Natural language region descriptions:
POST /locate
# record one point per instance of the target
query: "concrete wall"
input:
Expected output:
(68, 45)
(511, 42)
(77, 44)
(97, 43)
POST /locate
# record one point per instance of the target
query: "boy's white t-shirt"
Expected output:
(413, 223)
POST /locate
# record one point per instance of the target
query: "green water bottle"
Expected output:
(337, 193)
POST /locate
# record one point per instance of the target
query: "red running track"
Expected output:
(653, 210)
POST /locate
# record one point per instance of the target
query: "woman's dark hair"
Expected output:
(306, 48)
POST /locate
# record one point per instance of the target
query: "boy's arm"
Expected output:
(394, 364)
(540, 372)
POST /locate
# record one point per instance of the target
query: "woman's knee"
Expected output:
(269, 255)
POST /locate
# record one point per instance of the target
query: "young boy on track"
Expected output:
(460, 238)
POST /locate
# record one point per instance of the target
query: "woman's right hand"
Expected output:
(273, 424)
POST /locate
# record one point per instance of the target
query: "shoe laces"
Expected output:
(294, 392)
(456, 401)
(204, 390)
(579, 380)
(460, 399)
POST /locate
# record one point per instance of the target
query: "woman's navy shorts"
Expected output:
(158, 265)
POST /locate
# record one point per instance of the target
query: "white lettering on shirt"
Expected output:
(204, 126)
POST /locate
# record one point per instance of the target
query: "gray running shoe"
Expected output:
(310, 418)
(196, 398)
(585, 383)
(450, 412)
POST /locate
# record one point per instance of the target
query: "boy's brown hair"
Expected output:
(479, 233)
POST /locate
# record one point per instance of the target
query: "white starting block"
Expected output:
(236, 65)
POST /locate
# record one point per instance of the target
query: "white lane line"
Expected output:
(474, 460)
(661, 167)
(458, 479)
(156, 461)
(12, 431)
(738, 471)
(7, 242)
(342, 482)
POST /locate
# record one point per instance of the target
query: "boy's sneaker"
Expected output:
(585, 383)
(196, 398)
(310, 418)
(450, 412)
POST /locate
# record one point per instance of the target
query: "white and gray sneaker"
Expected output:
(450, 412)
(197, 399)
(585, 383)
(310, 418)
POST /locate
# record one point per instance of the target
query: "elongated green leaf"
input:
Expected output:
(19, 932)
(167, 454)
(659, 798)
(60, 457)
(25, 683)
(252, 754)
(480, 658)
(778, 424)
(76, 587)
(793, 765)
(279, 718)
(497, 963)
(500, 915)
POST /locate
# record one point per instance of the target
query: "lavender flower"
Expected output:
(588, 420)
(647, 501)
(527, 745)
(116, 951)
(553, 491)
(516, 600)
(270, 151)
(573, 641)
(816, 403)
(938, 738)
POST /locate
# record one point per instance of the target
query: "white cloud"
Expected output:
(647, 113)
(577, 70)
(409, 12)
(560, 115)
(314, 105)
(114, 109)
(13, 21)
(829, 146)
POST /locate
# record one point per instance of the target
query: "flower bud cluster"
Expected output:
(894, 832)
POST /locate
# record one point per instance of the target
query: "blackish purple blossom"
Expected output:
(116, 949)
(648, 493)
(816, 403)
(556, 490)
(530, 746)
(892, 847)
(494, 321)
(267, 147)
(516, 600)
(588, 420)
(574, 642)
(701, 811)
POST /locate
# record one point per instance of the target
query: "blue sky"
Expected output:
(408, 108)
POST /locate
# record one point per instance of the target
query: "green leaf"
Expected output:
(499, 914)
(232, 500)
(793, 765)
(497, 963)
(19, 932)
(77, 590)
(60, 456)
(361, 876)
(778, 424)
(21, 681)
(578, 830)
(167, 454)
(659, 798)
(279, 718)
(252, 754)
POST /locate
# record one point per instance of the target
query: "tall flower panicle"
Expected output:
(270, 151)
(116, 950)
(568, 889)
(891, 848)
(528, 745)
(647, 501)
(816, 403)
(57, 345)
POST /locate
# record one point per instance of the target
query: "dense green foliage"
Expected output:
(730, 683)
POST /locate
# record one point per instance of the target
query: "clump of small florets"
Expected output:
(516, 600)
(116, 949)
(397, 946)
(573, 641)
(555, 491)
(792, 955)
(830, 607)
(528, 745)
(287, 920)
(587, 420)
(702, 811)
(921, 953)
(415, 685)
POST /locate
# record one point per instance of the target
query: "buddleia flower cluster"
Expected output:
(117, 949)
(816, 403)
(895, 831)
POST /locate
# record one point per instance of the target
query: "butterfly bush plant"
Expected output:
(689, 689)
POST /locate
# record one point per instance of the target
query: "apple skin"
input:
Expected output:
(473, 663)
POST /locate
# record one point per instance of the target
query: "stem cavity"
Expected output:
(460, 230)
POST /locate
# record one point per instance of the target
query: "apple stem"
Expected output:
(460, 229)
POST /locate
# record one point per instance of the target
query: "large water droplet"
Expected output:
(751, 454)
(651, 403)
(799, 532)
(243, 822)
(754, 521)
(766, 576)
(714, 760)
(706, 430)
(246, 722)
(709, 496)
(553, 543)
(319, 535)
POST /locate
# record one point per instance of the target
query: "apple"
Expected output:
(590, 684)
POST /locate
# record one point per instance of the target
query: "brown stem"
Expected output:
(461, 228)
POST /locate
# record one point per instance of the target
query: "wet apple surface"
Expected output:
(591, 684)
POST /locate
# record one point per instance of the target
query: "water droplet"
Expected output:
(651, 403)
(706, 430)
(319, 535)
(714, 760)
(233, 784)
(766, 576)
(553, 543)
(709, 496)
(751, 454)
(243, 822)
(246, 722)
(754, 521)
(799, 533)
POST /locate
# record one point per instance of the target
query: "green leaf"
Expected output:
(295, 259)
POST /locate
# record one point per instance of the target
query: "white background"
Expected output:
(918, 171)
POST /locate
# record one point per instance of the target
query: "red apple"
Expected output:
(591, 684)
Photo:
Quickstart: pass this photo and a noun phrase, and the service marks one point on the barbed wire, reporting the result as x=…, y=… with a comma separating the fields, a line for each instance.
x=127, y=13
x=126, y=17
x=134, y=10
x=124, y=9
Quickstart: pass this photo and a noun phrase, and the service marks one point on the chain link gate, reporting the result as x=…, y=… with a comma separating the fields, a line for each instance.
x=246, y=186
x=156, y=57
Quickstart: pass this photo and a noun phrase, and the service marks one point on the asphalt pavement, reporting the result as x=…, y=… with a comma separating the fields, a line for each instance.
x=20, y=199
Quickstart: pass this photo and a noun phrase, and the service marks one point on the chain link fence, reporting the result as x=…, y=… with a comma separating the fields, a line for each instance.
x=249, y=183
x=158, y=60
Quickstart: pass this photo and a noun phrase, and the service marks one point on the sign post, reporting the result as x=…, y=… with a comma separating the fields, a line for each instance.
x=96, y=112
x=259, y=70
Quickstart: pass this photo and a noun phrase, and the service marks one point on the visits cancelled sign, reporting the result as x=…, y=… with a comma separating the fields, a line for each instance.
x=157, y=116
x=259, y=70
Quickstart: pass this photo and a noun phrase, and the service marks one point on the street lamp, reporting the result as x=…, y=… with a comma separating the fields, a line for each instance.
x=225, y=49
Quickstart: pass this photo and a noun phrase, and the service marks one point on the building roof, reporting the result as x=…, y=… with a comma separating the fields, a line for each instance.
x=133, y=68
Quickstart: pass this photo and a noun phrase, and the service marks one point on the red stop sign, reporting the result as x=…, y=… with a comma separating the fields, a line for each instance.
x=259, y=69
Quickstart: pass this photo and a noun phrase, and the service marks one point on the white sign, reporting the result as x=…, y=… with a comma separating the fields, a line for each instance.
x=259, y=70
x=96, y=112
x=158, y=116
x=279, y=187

| Problem description |
Where a line in the records above contains the string "apple", copy that line.

| Completed exercise |
query: "apple skin"
query: "apple stem"
query: "apple"
query: "wet apple surface"
query: "red apple"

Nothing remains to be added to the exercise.